== EXCERPTED RECORDS ==

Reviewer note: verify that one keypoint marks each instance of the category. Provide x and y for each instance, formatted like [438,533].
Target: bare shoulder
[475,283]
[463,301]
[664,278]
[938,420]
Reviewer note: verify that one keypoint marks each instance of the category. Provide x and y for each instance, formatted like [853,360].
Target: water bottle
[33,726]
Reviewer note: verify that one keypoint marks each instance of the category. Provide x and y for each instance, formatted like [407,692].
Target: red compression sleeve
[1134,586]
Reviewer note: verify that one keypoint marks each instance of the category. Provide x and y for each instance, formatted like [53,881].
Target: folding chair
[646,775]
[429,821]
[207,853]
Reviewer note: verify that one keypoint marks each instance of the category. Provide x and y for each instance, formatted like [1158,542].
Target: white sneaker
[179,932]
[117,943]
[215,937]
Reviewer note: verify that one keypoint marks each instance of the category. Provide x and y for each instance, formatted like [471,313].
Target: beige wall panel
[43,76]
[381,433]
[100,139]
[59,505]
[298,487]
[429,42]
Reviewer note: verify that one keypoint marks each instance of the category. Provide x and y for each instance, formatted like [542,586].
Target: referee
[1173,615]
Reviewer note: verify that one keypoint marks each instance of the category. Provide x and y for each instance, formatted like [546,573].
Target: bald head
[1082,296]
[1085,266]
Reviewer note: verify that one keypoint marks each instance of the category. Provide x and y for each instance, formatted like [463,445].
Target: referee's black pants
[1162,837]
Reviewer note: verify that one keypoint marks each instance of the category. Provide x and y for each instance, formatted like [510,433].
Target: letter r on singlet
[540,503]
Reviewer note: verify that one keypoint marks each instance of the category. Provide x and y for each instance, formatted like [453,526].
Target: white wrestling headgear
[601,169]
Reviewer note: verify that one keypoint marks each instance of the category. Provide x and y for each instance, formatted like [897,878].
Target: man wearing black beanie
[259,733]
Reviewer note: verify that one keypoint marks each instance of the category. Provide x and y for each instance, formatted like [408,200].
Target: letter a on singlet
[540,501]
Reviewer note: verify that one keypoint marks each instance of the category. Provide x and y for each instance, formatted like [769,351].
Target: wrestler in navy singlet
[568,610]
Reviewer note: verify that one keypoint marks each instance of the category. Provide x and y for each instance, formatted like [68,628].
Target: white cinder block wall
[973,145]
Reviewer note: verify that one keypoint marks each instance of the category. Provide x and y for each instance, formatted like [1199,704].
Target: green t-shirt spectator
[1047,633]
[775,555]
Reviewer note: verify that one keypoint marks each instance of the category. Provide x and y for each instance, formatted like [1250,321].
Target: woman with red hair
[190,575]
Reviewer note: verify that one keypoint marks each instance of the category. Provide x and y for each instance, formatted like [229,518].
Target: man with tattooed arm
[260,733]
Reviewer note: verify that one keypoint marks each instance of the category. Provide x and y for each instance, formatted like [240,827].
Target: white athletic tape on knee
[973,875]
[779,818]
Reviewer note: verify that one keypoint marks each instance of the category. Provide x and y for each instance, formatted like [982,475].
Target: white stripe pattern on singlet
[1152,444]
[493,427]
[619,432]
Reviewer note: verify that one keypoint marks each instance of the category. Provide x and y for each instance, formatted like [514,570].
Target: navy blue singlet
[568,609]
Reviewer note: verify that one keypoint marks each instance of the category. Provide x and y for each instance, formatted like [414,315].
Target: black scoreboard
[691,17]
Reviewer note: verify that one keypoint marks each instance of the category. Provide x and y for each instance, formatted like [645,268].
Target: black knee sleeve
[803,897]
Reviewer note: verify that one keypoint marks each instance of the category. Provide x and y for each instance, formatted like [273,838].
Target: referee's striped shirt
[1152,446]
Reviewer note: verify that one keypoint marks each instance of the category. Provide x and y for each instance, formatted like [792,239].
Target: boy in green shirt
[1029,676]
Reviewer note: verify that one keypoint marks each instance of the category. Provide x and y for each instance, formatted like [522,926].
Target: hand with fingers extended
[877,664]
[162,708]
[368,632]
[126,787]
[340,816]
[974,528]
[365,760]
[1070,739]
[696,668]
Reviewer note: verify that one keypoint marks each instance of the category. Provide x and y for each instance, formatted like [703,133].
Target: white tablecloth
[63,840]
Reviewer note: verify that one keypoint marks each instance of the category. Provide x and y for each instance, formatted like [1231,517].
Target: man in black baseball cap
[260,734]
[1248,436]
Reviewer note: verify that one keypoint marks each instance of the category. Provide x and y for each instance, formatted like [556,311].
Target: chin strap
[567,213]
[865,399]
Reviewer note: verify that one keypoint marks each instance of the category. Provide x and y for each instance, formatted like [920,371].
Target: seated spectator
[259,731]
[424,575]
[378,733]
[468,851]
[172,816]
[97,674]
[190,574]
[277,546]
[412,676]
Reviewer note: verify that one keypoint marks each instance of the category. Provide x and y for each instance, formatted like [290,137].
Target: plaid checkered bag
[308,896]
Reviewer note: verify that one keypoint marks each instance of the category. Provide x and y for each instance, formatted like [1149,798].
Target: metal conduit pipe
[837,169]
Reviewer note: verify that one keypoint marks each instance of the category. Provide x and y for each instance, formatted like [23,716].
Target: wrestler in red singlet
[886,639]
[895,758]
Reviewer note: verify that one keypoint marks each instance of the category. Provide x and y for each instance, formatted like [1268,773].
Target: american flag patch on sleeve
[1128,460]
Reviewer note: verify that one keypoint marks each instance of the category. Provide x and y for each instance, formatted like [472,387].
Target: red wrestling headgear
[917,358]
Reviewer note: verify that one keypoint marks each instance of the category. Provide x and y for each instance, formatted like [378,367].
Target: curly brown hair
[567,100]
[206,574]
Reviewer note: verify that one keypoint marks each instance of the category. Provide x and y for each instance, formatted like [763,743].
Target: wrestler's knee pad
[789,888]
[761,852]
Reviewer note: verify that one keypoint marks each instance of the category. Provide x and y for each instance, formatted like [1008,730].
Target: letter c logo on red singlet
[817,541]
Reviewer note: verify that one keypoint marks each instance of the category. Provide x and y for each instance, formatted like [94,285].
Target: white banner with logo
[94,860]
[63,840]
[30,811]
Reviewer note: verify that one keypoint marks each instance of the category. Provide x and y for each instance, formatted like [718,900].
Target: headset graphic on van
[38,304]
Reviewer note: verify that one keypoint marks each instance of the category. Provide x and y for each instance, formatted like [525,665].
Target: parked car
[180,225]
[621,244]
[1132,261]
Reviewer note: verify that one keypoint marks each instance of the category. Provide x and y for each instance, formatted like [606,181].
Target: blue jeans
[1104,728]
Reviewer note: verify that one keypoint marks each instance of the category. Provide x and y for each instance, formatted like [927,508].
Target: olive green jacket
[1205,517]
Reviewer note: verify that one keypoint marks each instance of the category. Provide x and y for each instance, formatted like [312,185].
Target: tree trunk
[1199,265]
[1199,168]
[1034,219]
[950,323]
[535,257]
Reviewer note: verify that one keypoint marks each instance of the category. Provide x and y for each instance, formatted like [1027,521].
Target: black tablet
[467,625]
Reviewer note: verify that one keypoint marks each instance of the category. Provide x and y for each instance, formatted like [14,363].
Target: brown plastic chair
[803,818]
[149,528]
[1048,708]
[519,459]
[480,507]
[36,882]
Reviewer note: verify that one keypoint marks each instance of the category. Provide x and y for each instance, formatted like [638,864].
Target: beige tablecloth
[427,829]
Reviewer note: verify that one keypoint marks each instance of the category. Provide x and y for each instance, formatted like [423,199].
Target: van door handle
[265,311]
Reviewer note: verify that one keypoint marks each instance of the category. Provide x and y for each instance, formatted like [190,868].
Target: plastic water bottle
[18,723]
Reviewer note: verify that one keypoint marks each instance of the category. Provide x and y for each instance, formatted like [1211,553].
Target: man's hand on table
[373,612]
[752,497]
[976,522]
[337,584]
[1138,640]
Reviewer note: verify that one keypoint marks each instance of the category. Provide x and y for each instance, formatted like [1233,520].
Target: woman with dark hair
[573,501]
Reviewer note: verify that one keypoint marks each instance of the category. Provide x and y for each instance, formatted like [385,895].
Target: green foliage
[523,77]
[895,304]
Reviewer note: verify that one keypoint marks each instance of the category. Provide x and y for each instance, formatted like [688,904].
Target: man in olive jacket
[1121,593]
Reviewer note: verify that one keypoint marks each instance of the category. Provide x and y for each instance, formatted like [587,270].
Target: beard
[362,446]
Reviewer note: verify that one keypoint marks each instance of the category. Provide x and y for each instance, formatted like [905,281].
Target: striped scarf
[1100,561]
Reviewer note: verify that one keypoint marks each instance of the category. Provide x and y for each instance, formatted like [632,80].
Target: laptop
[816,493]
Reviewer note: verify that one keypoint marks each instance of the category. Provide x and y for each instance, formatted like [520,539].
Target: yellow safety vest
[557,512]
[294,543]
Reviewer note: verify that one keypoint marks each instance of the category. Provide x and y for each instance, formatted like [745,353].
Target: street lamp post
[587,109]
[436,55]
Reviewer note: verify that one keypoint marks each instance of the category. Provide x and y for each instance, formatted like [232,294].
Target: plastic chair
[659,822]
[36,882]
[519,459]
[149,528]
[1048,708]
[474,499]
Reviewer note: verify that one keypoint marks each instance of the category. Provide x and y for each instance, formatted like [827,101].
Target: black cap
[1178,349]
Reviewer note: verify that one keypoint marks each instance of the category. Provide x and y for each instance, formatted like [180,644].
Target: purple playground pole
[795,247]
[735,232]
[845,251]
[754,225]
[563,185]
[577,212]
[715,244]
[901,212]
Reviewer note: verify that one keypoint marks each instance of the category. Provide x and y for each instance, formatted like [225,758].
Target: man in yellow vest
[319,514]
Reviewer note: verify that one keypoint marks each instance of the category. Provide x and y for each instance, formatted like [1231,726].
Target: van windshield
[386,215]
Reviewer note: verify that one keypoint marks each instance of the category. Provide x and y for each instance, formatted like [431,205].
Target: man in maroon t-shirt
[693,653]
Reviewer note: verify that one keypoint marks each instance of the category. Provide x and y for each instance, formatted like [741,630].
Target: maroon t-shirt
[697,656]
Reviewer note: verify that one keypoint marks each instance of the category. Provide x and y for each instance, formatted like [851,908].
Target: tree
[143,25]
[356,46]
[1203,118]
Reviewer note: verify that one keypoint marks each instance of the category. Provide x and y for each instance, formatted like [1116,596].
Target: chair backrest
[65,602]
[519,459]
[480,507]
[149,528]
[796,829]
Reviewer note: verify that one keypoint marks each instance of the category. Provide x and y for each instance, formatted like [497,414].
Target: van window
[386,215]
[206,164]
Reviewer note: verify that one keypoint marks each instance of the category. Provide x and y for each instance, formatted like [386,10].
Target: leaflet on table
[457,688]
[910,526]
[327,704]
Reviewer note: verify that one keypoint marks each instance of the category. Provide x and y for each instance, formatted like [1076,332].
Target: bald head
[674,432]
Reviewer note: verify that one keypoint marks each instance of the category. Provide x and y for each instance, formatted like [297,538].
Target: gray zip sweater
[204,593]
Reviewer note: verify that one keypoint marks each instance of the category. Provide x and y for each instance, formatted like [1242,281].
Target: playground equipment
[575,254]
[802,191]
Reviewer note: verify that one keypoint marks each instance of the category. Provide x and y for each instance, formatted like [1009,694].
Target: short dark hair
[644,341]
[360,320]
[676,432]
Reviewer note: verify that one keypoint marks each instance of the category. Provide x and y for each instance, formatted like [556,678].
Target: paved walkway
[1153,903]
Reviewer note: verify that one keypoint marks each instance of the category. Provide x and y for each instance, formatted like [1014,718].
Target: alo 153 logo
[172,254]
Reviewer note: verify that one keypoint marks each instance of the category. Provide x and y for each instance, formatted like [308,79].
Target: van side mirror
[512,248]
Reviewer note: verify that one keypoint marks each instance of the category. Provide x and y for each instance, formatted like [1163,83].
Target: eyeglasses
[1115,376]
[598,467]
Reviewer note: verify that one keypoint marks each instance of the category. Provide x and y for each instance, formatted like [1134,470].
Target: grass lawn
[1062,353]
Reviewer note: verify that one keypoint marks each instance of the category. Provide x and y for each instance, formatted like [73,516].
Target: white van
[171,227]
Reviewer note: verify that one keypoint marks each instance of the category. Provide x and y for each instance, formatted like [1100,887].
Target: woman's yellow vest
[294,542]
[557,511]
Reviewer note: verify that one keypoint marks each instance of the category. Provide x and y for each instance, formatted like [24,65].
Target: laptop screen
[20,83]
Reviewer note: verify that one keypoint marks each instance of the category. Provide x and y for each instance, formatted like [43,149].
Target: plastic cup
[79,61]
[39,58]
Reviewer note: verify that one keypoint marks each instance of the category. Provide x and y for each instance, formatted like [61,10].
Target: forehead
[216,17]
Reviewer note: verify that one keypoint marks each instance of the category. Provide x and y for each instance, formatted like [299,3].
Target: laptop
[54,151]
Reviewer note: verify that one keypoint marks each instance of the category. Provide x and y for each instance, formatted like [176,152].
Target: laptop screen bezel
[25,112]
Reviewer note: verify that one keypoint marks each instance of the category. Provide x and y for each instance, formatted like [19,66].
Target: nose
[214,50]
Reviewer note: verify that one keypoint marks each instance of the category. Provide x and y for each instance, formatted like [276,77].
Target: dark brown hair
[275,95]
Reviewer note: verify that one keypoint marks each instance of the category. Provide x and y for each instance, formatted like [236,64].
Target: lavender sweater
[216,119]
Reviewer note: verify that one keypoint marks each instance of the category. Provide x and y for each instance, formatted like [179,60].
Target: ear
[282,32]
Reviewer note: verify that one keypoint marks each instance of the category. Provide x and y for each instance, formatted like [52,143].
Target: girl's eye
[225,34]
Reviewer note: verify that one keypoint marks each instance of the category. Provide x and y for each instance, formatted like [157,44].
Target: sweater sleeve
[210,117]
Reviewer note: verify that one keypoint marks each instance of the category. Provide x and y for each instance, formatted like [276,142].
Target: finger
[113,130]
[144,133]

===

▸ WHAT YOU WILL DO
Set down nothing but the lines from the one with "formatted like [179,60]." through the end of the records, keeping each line exactly as written and including both ends.

▸ WRITTEN RESPONSE
Reviewer note: verify that one keypoint marks each instance of the category. Provide x and y for each instance, formatted like [179,60].
Target: ear
[282,32]
Reviewer note: verify that one keypoint marks each instance of the category. Provide x and y for each instance, formatted like [52,143].
Target: girl's eye
[225,34]
Reviewer note: verify that one keypoint marks each instance of the category. Provide x and y for each instance, formatted like [157,44].
Target: sweater sleeve
[210,117]
Reviewer note: verify that one keypoint marks each instance of the category. Provide x and y for each instance, formatted like [276,142].
Target: finger
[113,130]
[144,133]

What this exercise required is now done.